Extrait de page:
Dans ce rapport, on apprend que certains mandataires perçoivent jusqu’à plusieurs millions de francs de mandats publics sans passer par une procédure d’appel d’offre, alors que la loi l’impose dès 250’000 francs. 

La raison? Différents offices d’un même département font appel à leurs services de façon disparate et non coordonnée. Une addition de petits montants pour des mandats de même nature, aussi appelée «saucissonnage». 

Cela est particulièrement le cas au département du territoire (13 mandataires concernés) et dans une moindre mesure aux transports (8 cas). Résultat: un bureau d’ingénieurs en mobilité a empoché pour plus de 4 millions de francs de mandats de la part des deux départements sans être mis en concurrence. Trois autres cabinets actifs dans l’urbanisme et la durabilité ont chacun bénéficié de près de 2 millions. Et trois entreprises supplémentaires ont perçu autour du million de francs pour des travaux de même nature. 

Un ex-journaliste a touché 280’000 francs 

Est aussi évoqué le cas d’une entreprise audiovisuelle ayant touché pour 700’000 francs sans être mise en concurrence. Autant de situations que Léman Bleu avait déjà interrogées, de même que le cas d’un ancien journaliste mandaté par le département du territoire à hauteur de 280’000 francs par an pour la modération et la concertation d’une demi-douzaine d’événements. 

Lire encore: Des mandats accordés par le département d'Antonio Hodgers interrogent

À l’époque, les services d’Antonio Hodgers avaient prétendu dans un communiqué que nos informations étaient inexactes et que l’ensemble des mandats octroyés étaient conformes «aux règles préconisées par la réglementation sur les marchés publics». Selon leur analyse, les montants en question consistaient en «l'addition de marchés différents».

Mais aujourd’hui, le SAI leur donne tort et pointe des problèmes observés également dans d’autres départements. Par exemple, une entreprise de sécurité bénéficiant de juteux contrats, en partie sur appel d’offre, en partie sans, pour des montants dépassant largement les seuils. Le Pouvoir judiciaire est aussi concerné par cette critique. Même problème pour une agence de placement temporaire, une société de conseil en management, un prestataire publicitaire ou encore une structure active dans la communication.

Travail à faire:
(a) Dans l'extrait sur les mandats publics, relevez tous les types de prestataires que le dernier paragraphe cite comme touchés par le même problème dans d'autres départements.
(b) Répondez aux questions suivantes sur l'extrait consacré aux mandats publics :
(i) À partir de quel montant la loi impose-t-elle une procédure d'appel d'offre ?
(ii) Combien de mandataires sont concernés au département du territoire ?
(iii) Quel montant l'entreprise audiovisuelle a-t-elle touché sans mise en concurrence ?
(c) Rédigez la suite de l'extrait sur les mandats publics après sa dernière phrase.
Les lignes proviennent d'une source distincte de l'extrait.

Lignes fournies:
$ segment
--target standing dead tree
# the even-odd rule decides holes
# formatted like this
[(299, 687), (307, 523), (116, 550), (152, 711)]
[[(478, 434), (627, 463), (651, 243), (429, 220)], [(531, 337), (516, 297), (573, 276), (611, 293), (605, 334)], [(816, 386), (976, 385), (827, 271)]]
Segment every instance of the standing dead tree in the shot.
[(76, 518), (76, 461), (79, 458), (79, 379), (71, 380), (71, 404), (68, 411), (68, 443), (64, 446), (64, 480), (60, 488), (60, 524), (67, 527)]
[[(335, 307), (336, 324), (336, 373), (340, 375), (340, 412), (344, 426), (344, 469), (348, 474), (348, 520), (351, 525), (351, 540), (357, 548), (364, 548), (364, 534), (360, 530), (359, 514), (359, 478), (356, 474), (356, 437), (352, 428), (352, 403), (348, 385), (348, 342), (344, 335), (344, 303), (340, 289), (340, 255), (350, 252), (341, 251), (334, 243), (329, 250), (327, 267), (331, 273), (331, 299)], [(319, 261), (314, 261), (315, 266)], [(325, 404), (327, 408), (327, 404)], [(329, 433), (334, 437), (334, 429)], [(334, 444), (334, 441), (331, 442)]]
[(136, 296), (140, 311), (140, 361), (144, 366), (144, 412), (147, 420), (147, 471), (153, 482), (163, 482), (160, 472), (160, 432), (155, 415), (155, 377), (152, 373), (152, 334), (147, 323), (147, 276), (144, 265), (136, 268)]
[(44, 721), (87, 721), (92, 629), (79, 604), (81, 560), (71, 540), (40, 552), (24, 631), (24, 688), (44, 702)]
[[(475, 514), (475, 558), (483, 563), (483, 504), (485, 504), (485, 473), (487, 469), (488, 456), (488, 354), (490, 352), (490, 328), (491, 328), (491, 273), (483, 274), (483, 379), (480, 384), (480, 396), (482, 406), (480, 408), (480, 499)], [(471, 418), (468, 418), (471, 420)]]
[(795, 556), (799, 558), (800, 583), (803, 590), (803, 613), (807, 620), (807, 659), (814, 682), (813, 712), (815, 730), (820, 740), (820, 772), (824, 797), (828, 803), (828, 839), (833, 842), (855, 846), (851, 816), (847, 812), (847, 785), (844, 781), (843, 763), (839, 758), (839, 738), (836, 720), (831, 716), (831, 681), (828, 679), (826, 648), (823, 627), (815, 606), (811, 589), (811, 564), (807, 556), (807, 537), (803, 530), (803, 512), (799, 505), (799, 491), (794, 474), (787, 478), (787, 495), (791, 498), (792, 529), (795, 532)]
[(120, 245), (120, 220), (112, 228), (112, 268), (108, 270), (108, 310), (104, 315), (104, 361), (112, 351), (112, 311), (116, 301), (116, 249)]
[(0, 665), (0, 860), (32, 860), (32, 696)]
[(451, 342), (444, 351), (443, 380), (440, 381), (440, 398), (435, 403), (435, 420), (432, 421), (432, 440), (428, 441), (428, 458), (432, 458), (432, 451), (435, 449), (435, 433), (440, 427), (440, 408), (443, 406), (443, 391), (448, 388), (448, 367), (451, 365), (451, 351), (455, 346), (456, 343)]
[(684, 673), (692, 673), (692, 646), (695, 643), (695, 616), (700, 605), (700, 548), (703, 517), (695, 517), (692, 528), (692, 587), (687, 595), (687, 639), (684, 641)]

Résultats de l'exercice:
(a)
- une entreprise de sécurité
- une agence de placement temporaire
- une société de conseil en management
- un prestataire publicitaire
- une structure active dans la communication

(b)
(i) 250'000 francs
(ii) 13 mandataires
(iii) 700'000 francs

(c)
Marge de progression considérable  

Face à tous ces cas problématiques, l’enquête arrive à la conclusion que les conditions ne sont pas réunies pour une gestion efficiente des deniers publics, que la réglementation sur les marchés publics n’est pas parfaitement respectée et que des indicateurs permettant d’évaluer la pertinence et la justification des achats font défaut. 

Pour y remédier, le SAI recommande une meilleure coordination entre les offices et les départements pour identifier des besoins communs. L’une des solutions serait aussi un recours plus accru à la centrale commune d’achats. 

L’État promet des correctifs 

Que répond l’État? Les services d’Antonio Hodgers n’ont pas souhaité réagir, de même que le département des finances de Nathalie Fontanet. Seuls les services de Pierre Maudet annoncent avoir d’ores et déjà pris des mesures: «Le Département ne s’exprime pas sur les pratiques de la précédente législature. Depuis l’arrivée de M. Maudet, le département suit une directive qui consiste à faire valider tout achat ou mandat de plus de 50'000 francs par le conseiller d’Etat.»

Dans l’ensemble, le rapport indique que les départements acceptent les recommandations et promettent de rectifier le tir d’ici deux ans au plus tard, sous l’égide du Collège des secrétaires généraux. Des correctifs bienvenus, dans un contexte où le canton a débloqué un milliard sur dix ans pour rénover ses bâtiments.

L’État alerte toutefois sur le risque de trop regrouper les besoins. Selon l’administration, cela empêcherait certaines entreprises locales d’accéder aux marchés publics. De son côté, le SAI explique que les contrats-cadres s’avèrent des instruments efficaces (et sous-utilisés) pour garantir un accès aux marchés publics, y compris aux acteurs locaux. 

Une deuxième enquête, diligentée cette fois par la Cour des Comptes et dont le contenu sera public, est attendue avant la fin de l’année.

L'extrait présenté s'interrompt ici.